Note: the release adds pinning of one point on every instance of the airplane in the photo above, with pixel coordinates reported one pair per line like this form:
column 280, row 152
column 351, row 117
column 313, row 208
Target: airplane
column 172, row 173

•••••

Your answer must consist only of the lines from the one with "column 280, row 152" through the final line of the entries, each retyped exactly.

EXERCISE RESULT =>
column 280, row 152
column 351, row 117
column 313, row 208
Target: airplane
column 172, row 173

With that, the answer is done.